## START PROVIDED RECORDS
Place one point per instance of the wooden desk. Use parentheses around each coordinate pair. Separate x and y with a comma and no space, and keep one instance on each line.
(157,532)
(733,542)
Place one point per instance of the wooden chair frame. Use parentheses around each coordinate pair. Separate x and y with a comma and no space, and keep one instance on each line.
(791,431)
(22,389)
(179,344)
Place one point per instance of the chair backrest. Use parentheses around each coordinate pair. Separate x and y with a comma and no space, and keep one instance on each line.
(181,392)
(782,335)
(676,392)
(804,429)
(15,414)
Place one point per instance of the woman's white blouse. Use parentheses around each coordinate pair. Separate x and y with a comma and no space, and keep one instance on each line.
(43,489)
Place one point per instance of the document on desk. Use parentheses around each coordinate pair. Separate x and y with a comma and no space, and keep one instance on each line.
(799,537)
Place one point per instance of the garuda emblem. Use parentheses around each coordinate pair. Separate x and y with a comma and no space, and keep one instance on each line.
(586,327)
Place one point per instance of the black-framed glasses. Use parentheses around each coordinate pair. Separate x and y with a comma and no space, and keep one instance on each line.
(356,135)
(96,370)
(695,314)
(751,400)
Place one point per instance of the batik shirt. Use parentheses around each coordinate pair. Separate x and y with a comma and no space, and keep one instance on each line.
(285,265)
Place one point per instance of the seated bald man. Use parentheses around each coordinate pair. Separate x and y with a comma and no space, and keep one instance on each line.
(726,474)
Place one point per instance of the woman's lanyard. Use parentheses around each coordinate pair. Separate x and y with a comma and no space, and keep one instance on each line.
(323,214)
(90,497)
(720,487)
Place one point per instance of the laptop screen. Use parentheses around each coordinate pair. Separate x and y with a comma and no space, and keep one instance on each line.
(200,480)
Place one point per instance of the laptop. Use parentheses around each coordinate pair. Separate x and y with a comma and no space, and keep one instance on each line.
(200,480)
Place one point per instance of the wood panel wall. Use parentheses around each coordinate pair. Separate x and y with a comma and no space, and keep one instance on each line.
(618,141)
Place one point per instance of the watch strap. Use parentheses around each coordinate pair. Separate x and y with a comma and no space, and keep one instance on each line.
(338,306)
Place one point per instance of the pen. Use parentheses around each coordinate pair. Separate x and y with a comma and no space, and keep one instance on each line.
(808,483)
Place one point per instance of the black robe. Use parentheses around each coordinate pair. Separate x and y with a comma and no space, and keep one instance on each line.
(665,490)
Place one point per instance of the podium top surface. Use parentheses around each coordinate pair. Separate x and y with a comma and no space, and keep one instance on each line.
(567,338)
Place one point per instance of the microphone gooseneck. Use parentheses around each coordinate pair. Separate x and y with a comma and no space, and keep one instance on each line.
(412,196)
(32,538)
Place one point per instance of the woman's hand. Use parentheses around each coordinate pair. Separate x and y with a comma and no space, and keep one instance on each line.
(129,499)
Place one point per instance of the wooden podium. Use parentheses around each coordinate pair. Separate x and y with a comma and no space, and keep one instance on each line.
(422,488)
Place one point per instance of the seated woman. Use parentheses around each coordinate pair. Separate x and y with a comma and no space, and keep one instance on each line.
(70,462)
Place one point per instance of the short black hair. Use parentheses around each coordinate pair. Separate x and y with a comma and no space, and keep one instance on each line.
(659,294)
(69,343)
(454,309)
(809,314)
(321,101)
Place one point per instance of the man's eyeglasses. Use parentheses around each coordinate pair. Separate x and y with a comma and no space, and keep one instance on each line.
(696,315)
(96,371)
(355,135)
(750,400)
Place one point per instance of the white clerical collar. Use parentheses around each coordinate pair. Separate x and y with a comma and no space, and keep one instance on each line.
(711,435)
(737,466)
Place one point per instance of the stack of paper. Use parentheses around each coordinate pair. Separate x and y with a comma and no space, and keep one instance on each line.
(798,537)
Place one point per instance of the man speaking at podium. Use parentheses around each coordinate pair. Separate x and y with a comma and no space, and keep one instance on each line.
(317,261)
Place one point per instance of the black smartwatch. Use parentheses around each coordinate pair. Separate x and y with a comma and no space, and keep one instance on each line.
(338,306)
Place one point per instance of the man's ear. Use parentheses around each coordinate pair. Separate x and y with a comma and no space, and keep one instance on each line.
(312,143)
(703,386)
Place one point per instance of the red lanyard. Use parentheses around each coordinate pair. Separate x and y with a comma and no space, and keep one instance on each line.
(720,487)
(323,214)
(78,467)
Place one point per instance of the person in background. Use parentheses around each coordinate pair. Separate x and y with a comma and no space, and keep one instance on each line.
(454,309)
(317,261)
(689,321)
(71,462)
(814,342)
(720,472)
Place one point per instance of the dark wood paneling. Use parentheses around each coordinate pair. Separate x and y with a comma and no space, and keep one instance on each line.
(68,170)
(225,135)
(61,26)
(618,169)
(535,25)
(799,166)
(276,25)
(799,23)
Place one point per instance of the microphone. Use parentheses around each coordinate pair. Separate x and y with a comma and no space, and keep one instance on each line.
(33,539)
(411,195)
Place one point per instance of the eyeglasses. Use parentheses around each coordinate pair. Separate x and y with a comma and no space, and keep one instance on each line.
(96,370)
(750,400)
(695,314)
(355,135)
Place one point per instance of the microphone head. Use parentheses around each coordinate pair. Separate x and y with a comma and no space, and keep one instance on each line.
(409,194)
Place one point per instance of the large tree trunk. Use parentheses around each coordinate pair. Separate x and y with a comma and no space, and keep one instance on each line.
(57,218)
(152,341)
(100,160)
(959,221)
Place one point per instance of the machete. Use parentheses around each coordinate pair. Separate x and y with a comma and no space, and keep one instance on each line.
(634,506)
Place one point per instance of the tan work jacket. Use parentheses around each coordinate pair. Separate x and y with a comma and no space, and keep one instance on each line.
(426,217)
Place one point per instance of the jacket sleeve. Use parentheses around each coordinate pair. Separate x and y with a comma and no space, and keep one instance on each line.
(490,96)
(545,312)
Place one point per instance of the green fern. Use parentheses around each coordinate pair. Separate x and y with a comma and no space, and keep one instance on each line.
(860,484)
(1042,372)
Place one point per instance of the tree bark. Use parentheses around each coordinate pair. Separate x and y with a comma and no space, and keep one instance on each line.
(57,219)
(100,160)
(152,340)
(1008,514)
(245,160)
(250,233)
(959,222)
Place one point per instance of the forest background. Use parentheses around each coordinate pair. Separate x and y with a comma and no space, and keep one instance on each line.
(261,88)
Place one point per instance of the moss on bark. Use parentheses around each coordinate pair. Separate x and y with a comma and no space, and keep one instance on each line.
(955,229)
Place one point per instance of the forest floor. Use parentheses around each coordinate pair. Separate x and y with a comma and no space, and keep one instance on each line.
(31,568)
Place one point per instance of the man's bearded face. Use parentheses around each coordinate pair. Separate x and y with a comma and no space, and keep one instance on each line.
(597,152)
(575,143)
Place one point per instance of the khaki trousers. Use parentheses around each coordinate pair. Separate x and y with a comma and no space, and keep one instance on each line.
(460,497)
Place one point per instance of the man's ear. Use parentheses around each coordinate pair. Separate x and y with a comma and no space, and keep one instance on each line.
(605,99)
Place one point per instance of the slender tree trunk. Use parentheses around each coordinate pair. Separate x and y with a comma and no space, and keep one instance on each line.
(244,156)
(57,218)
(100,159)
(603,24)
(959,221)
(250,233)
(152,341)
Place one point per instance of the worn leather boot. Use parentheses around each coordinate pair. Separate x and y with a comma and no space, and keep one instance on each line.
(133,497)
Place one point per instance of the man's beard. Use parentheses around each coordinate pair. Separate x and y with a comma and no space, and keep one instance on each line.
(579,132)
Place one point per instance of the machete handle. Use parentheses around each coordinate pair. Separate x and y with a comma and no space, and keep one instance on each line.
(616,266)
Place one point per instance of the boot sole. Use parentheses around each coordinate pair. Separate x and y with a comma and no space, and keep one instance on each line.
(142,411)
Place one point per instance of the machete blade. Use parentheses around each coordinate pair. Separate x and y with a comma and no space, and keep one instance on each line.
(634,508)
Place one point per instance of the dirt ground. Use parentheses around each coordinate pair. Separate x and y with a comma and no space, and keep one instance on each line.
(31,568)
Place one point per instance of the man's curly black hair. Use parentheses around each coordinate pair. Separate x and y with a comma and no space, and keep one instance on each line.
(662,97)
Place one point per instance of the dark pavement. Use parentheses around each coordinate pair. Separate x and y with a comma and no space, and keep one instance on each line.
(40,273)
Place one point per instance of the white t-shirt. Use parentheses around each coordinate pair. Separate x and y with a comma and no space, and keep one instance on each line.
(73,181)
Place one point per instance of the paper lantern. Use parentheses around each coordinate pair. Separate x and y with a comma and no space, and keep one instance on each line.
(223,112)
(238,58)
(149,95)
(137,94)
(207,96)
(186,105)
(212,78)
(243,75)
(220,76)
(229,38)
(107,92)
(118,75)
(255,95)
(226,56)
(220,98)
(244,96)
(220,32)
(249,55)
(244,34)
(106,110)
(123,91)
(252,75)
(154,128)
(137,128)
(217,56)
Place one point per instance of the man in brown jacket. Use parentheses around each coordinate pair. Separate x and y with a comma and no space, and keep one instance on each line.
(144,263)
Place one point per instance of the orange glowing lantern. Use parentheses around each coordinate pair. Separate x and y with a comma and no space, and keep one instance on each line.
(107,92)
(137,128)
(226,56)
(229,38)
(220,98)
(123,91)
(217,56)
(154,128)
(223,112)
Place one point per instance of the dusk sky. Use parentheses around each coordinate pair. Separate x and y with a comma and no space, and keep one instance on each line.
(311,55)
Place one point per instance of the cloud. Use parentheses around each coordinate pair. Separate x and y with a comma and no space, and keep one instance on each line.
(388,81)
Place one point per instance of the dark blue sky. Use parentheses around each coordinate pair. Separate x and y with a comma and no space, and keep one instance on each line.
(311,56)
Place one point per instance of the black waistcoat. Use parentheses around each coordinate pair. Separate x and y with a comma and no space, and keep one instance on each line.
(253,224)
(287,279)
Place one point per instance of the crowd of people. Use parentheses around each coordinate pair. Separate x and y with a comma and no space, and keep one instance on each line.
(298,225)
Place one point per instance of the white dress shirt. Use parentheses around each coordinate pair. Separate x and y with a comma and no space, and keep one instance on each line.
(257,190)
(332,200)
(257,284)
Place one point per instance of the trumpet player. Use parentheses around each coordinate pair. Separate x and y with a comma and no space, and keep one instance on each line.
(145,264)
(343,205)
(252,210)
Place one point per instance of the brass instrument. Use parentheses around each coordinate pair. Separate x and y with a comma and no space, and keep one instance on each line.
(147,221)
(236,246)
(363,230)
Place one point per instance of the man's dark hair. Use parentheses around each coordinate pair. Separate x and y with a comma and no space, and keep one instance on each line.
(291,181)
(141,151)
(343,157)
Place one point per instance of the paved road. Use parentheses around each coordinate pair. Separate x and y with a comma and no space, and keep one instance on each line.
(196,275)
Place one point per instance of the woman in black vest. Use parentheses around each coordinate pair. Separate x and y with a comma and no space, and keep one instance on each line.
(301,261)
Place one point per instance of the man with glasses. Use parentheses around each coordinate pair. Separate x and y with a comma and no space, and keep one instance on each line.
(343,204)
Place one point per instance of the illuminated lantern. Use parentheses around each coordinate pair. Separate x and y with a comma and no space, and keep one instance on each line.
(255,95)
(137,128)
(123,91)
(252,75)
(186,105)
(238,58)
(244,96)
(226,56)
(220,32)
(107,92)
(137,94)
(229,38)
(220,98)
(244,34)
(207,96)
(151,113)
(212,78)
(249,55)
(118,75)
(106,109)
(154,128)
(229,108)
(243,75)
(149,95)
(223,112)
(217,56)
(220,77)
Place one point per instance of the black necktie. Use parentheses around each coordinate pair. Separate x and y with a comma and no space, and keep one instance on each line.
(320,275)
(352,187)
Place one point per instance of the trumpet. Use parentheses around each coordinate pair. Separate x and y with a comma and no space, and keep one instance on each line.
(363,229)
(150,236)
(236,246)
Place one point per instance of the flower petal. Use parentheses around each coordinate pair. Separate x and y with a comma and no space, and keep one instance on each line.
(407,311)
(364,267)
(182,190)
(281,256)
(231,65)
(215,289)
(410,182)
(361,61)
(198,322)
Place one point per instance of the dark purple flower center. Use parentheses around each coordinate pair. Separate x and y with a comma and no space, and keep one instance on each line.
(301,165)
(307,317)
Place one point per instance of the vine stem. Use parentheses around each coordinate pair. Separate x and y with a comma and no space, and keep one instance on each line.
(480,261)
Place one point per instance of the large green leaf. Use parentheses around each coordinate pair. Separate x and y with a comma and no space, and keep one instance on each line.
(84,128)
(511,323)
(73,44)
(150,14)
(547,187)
## END PROVIDED RECORDS
**WORK TO BE COMPLETED**.
Please rewrite the lines from the one containing "Place one point per instance of the dark purple" through the end, replacing "large green leaf" with "broad green leaf" and leaving everything else unchanged.

**EXERCISE OUTPUT**.
Place one point per instance of the dark purple flower center. Use parentheses around each coordinate pair. Separate x and y with a comma and no space, and keep one instance on each line.
(301,165)
(307,317)
Place one point per instance of the vine stem. Use parentheses around each coordinate pair. Separate x and y with a comma and no space, and keep one instance on each line.
(480,261)
Place one point per instance of the broad green leaf. Use parentheses around each coordinate pair. Separate x and y with a comma and no space, and keep one instance on each line.
(84,128)
(511,323)
(73,44)
(150,14)
(547,187)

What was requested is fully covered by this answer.